> **GIVEN ENTRIES**

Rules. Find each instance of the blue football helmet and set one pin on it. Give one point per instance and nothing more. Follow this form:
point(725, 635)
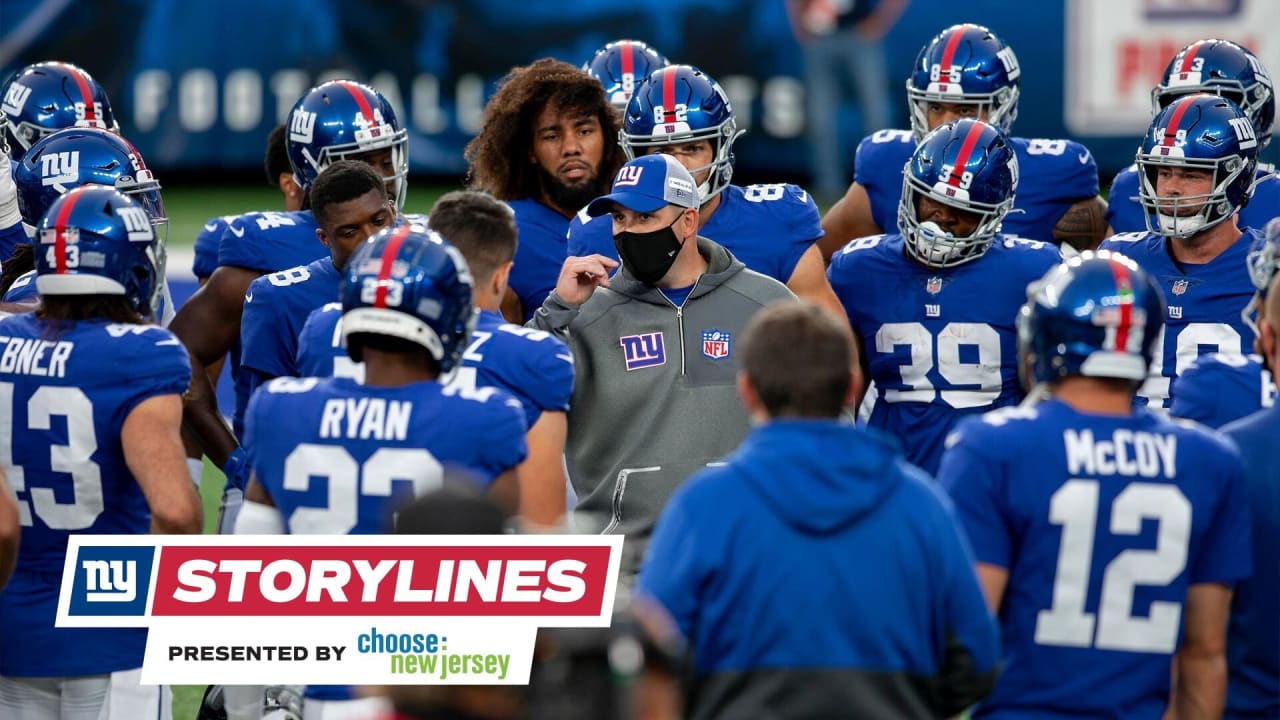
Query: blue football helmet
point(680, 104)
point(407, 282)
point(965, 64)
point(621, 67)
point(95, 240)
point(46, 98)
point(1096, 314)
point(341, 119)
point(969, 165)
point(1201, 132)
point(1220, 67)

> **TO DO**
Can you rewrite everything from the very first line down to and including the line that contains "point(46, 98)" as a JSON list of strings, one string per line, with blank lines dropped and the pictures left out?

> **FINISHED TASK**
[
  "Rules. Find each instance of the blue football helmet and set one pin on it. Give one point per instance and nothing more. Follow this form:",
  "point(725, 635)",
  "Query: blue football helmet",
  "point(680, 104)",
  "point(407, 282)",
  "point(965, 64)",
  "point(621, 67)",
  "point(95, 240)",
  "point(46, 98)"
]